AUFGABE 1 -
Gib aus den Datenzeilen die folgenden Zeilen unverändert aus: Beginne bei der Zeile mit „bare tree shown above.“ und höre nach der Zeile mit „(1075, 205)“ auf.

QUELLTEXT -
Immer wieder wird der hessische Landesverband (LV) der AfD medial als vergleichsweise gemäßigt beschrieben. Hierfür dürften zwei Gründe maßgeblich sein: Die tatsächlich relativ moderaten medialen Auftritte und Landtagsreden des Landessprecher-Duos Klaus Herrmann und Robert Lambrou und die kaum wahrnehmbaren Aktivitäten des hessischen Teils des völkischen „Flügels“, der sich im März 2020 nahezu geräuschlos auflöste.
Doch den Fokus nur auf den „Flügel“ zu richten, greift zu kurz. Denn über den „Flügel“ hinaus nahmen immer wieder Personen führende Positionen innerhalb des LV ein, die zuvor in rassistischen Parteien wie „Die Freiheit“ oder „Die Republikaner“ aktiv waren, oder denen ideologische und organisatorische Bezüge zu PEGIDA-Ablegern, der „Reichsbürger“-Bewegung, völkischen Burschenschaften und zur „Identitären Bewegung“ (IB) nachgewiesen werden konnten. Bei der Frage, welchen Einfluss der „Flügel“ innerhalb des LV hat, sollte zudem der Blick auf die Verankerung der „Flügel“-Akteur:innen in der Partei gerichtet werden. Sie nehmen nämlich auch führende Positionen im LV ein. Einige Beispiele: Die ehemalige PEGIDA-Aktivistin und heutige Europaabgeordnete der AfD, Christine Anderson, ist die Obfrau des hessischen “Flügels”. Jüngst wurde sie zur stellvertretenden Vorsitzenden des Kreisverbands Fulda gewählt. Andreas Lichert, dessen Nähe zur IB Identitären Bewegung und dessen über zehn Jahre währender Vorsitz im Verein des „Instituts für Staatspolitik“ hinlänglich bekannt sind, ist Mitglied im Landesvorstand und der Landtagsfraktion. Heiko Scholz, bildungspolitischer Sprecher der Landtagsfraktion, wurde im Oktober 2019 zum stellvertretenden Vorsitzenden des LV gewählt. Mit Mary Khan und Patrick Pana traten im Sommer 2019 zwei Landesvorstandsmitglieder der „JA“ prominent im Rahmen des letzten „Flügel“-Treffens in Erscheinung. Innerhalb der Landtagsfraktion finden sich mehrere Abgeordnete, die eine mehr als deutliche „Flügel“-Nähe aufweisen oder 2015 das Gründungsmanifest des „Flügels“ unterzeichneten. Zudem sind einige Kreisverbände als „Flügel“-nah bekannt.

AUFGABE 2 -
Gib aus dem Text über den hessischen AfD-Landesverband die Passage wortgetreu zurück, die bei den Worten „Immer wieder wird“ beginnt und nach den Worten „nahezu geräuschlos auflöste.“ endet.

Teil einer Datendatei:
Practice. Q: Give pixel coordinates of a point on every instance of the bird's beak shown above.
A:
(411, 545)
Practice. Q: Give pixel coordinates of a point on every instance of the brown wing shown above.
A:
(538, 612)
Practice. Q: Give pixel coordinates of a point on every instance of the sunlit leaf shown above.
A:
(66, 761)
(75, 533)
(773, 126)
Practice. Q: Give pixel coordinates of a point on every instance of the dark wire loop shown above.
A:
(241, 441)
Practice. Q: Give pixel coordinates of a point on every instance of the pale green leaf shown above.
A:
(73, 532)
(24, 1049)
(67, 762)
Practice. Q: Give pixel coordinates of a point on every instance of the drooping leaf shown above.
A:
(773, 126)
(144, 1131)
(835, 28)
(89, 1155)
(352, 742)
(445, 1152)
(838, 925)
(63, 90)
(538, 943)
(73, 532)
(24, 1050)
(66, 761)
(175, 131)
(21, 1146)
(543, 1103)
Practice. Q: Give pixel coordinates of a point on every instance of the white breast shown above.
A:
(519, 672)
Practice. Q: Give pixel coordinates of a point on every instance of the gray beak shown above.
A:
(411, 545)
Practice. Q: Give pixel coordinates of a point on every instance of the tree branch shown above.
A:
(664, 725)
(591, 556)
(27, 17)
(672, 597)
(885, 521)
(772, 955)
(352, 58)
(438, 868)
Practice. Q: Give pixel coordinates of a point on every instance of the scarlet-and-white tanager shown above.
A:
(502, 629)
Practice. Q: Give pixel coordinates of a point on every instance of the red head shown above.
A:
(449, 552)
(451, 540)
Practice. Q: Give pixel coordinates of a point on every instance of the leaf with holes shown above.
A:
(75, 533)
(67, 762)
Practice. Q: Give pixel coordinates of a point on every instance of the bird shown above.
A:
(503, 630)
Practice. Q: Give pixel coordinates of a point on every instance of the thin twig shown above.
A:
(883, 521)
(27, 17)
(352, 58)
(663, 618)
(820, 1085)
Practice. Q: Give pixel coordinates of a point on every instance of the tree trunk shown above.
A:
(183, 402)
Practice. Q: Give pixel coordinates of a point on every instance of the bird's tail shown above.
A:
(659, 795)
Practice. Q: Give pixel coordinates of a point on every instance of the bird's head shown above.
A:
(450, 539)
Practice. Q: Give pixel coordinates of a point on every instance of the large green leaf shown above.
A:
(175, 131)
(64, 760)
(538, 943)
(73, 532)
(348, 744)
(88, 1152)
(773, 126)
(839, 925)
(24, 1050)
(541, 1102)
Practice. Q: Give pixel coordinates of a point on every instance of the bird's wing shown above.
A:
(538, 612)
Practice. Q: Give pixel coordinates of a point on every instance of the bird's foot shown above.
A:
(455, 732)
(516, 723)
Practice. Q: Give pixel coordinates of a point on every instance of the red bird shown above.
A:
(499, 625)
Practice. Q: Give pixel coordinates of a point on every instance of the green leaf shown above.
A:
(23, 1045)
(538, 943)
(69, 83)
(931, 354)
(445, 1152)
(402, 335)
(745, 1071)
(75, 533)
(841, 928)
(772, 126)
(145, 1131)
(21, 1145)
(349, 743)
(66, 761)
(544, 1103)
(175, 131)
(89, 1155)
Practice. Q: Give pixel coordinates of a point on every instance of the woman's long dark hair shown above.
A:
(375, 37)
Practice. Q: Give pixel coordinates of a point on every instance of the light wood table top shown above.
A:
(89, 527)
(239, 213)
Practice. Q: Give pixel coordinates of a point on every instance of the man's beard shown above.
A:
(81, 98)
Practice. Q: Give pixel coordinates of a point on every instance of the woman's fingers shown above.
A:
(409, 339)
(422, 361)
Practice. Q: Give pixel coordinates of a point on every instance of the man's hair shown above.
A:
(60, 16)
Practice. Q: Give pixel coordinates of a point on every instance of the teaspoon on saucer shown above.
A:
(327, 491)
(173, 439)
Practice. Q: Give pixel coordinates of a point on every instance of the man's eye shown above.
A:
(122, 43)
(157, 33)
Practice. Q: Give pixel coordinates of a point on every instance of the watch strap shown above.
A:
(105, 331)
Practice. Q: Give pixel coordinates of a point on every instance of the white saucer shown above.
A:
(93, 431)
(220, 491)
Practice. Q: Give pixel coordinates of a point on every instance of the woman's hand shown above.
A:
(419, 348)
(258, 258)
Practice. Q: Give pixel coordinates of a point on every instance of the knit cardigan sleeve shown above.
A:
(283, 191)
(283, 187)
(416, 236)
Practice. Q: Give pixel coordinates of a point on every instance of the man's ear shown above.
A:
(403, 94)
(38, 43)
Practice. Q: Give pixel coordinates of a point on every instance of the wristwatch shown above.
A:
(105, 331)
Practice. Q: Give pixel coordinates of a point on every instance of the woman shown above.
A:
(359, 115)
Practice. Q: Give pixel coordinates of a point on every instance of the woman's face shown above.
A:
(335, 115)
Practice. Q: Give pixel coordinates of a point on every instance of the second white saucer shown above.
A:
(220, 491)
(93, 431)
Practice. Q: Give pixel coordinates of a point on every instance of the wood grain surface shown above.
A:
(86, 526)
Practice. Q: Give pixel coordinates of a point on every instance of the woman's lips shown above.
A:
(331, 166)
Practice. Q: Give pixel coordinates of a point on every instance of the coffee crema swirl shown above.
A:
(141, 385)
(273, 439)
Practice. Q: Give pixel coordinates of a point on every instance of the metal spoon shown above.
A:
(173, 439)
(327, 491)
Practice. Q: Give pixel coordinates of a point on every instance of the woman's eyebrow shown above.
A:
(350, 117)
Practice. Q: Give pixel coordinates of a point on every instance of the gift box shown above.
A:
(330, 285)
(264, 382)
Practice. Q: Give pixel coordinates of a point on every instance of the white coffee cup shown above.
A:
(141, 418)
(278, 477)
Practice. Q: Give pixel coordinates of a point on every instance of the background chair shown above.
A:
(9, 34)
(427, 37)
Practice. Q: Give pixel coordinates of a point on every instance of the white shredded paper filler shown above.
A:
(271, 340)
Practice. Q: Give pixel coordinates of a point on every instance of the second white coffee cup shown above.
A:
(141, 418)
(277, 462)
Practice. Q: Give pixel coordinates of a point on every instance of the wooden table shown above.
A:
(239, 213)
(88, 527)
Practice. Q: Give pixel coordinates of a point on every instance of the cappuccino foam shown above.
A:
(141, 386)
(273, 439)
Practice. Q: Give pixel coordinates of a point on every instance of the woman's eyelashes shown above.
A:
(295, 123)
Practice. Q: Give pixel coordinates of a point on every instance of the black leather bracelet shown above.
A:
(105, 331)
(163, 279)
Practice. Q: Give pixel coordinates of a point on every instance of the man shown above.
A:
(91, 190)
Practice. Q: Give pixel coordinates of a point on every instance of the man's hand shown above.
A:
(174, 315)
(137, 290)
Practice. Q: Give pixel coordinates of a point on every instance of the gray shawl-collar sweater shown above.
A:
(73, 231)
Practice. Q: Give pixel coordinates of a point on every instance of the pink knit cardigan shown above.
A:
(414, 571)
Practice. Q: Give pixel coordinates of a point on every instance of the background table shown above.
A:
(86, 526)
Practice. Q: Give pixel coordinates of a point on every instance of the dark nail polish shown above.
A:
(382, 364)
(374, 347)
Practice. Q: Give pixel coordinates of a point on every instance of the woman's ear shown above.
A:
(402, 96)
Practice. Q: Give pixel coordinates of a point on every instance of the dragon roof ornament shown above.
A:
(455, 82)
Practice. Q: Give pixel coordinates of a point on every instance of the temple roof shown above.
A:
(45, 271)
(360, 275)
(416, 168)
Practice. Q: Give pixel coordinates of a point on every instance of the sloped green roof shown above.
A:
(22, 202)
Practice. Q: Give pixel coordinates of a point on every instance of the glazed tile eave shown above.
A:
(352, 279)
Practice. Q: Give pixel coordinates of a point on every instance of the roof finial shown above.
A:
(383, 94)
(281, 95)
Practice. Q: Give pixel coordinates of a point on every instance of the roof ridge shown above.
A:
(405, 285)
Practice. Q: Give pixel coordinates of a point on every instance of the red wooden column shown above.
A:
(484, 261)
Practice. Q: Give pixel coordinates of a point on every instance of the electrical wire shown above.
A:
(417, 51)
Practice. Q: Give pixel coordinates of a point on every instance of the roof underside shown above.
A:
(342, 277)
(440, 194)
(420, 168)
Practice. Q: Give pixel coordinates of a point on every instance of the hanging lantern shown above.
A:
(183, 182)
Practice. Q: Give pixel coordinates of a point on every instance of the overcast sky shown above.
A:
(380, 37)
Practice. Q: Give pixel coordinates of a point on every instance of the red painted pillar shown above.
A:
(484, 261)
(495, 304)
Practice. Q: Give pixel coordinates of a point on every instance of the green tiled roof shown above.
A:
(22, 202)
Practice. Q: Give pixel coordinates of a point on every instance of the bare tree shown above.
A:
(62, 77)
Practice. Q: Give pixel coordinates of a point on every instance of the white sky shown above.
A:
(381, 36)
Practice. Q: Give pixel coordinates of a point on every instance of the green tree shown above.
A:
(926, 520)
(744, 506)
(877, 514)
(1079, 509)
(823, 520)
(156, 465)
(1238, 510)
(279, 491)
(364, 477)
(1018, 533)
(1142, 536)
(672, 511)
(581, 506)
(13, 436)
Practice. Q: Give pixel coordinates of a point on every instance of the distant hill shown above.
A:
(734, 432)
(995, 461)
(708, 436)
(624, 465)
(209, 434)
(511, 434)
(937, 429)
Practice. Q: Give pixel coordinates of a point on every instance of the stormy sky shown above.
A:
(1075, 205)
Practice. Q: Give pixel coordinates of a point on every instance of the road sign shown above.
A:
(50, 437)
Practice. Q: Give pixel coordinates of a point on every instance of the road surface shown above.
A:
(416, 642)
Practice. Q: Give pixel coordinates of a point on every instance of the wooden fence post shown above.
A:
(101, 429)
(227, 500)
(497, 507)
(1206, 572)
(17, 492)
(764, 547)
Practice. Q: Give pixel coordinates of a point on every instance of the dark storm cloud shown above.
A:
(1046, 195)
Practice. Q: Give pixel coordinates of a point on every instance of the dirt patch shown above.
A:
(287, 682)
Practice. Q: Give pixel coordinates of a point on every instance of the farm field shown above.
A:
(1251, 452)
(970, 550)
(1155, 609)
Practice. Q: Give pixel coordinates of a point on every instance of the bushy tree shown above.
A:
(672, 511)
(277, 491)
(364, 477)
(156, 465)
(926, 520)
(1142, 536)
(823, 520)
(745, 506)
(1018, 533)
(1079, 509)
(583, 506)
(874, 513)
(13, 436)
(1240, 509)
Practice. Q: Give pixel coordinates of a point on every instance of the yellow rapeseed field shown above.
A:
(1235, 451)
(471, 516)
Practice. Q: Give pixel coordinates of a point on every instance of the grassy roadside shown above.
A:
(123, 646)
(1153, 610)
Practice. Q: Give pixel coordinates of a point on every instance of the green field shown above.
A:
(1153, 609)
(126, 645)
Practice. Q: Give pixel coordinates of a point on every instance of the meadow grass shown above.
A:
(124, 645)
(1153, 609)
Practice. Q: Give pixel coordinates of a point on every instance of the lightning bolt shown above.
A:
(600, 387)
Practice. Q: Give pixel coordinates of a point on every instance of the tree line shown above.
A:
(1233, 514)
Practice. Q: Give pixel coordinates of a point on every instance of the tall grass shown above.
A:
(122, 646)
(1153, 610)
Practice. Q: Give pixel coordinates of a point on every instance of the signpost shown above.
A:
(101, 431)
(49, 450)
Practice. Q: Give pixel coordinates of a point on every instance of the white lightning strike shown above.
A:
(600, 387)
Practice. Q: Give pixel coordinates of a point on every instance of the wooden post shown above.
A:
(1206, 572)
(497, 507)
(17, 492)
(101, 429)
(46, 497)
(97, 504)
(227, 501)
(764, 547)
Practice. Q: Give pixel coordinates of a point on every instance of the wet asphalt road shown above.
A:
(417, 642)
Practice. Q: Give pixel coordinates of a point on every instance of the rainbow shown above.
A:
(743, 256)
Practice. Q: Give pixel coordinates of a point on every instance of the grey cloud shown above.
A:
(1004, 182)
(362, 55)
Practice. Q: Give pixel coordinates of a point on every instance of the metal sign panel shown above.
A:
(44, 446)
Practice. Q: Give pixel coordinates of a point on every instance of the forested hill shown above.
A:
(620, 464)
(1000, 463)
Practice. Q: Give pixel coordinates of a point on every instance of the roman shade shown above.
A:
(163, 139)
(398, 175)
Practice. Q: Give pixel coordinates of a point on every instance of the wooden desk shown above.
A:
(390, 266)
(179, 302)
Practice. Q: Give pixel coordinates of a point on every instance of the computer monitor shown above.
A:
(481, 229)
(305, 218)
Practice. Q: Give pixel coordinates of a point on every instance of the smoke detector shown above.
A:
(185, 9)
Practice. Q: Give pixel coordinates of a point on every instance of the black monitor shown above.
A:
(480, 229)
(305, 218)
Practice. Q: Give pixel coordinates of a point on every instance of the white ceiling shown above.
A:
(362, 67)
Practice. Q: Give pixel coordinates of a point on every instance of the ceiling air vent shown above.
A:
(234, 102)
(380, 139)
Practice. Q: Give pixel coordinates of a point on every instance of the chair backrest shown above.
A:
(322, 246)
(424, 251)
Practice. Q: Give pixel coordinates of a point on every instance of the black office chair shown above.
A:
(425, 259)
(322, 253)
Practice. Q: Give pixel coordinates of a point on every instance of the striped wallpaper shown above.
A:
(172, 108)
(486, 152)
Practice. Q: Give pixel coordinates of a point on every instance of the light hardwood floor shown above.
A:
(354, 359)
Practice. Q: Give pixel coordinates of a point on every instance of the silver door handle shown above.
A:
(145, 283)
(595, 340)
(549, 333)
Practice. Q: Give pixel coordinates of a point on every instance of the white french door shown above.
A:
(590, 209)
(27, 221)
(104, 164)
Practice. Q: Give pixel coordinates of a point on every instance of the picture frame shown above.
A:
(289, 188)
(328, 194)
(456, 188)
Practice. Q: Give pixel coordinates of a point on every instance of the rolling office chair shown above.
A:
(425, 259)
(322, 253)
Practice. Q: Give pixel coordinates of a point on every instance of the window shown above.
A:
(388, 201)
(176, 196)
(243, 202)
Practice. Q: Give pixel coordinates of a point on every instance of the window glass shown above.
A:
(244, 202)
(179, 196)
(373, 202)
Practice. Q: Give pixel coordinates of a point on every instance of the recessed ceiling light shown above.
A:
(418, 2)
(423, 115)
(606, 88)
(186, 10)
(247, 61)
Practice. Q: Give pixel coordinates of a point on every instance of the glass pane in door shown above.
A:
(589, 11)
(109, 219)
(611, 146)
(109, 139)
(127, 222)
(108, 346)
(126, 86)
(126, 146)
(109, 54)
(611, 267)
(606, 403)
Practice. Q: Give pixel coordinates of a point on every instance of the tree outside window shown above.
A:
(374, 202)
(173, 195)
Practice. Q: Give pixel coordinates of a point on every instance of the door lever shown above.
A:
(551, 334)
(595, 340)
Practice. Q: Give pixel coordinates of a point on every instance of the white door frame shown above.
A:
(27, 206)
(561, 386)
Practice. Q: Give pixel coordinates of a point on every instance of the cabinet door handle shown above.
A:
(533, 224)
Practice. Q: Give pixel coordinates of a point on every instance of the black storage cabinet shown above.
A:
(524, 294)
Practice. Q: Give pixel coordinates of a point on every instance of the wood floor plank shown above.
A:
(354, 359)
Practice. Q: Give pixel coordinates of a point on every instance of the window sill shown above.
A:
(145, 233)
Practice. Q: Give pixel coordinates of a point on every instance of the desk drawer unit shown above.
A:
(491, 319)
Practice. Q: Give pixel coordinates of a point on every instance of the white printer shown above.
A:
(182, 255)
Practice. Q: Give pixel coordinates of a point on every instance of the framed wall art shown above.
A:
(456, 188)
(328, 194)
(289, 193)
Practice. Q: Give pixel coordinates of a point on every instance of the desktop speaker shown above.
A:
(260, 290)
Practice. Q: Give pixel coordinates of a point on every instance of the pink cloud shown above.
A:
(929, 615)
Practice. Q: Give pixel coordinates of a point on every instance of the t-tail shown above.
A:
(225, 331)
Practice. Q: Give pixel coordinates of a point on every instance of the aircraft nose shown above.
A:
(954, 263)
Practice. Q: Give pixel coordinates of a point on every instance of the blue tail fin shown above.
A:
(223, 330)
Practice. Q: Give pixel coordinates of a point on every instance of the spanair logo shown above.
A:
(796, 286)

ANTWORT 1 -
Practice. Q: Give pixel coordinates of a point on every instance of the bare tree shown above.
A:
(62, 77)
Practice. Q: Give pixel coordinates of a point on every instance of the white sky shown above.
A:
(381, 36)
Practice. Q: Give pixel coordinates of a point on every instance of the green tree shown above.
A:
(926, 520)
(744, 506)
(877, 514)
(1079, 509)
(823, 520)
(156, 465)
(1238, 510)
(279, 491)
(364, 477)
(1018, 533)
(1142, 536)
(672, 511)
(581, 506)
(13, 436)
Practice. Q: Give pixel coordinates of a point on every instance of the distant hill shown above.
A:
(734, 432)
(995, 461)
(708, 436)
(624, 465)
(209, 434)
(511, 434)
(937, 429)
Practice. Q: Give pixel coordinates of a point on every instance of the stormy sky shown above.
A:
(1075, 205)

ANTWORT 2 -
Immer wieder wird der hessische Landesverband (LV) der AfD medial als vergleichsweise gemäßigt beschrieben. Hierfür dürften zwei Gründe maßgeblich sein: Die tatsächlich relativ moderaten medialen Auftritte und Landtagsreden des Landessprecher-Duos Klaus Herrmann und Robert Lambrou und die kaum wahrnehmbaren Aktivitäten des hessischen Teils des völkischen „Flügels“, der sich im März 2020 nahezu geräuschlos auflöste.